## WORK INSTRUCTIONS
Rewrite every line of the records below, requests included, shifting each answer point by adding 51 to both of its coordinates. Omit the pictures from your answer.

## PROVIDED RECORDS
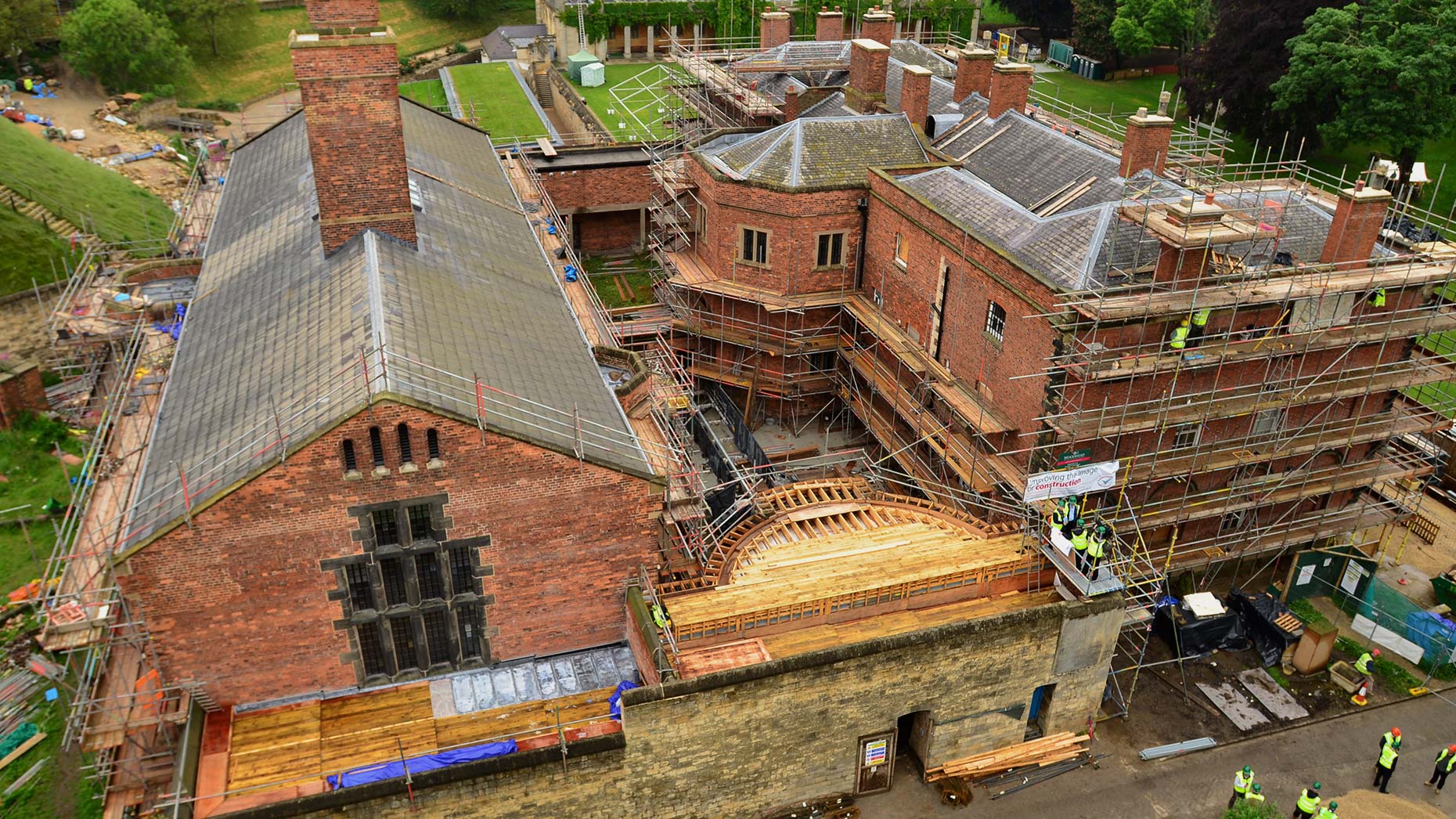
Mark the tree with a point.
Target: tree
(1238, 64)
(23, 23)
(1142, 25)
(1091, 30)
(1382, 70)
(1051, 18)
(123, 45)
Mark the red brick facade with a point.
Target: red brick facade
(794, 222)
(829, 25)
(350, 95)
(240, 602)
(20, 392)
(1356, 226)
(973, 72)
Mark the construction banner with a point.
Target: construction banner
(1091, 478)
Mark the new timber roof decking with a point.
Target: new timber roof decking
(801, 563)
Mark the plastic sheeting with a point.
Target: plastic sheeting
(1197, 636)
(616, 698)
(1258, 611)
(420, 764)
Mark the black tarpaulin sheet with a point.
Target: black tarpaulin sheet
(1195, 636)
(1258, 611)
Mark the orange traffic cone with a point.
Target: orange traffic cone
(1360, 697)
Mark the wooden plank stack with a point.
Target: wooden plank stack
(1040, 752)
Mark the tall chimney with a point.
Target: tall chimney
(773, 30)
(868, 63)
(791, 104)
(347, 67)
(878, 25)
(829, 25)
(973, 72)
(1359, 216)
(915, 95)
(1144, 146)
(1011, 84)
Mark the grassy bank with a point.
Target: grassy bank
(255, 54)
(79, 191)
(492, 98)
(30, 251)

## WORKED ANSWER
Mark the tree with a point.
Target: tree
(1289, 115)
(74, 74)
(1193, 76)
(1142, 81)
(1433, 121)
(1102, 69)
(174, 96)
Mark the red brick facade with a point.
Target: red brick facade
(845, 273)
(880, 76)
(401, 146)
(291, 653)
(71, 443)
(1407, 277)
(1024, 123)
Mark the construction banner with a point.
Target: construction banner
(1142, 529)
Mark the new timber roof decking with a point.
Target: new timber roof decking
(852, 614)
Mark the plastic sheeting with a point.
Target: plastic sheeting
(1248, 687)
(667, 749)
(1309, 662)
(471, 815)
Mark the black tarpaulin sheet with a point.
Target: black tarpaulin sheet
(1246, 687)
(1309, 662)
Mark the orange traffic cone with a point.
Target: orange traffic cone
(1411, 748)
Mark the wooden plank stack with a point.
Target: wooden plank stack
(1091, 803)
Mark the tall chimney with a point.
Target: tall chimney
(824, 81)
(919, 114)
(842, 155)
(398, 118)
(929, 76)
(880, 76)
(1024, 123)
(1410, 267)
(966, 146)
(1195, 197)
(1062, 135)
Mark the grassy bank with a point.
Target: grassy bank
(306, 105)
(130, 242)
(543, 149)
(81, 302)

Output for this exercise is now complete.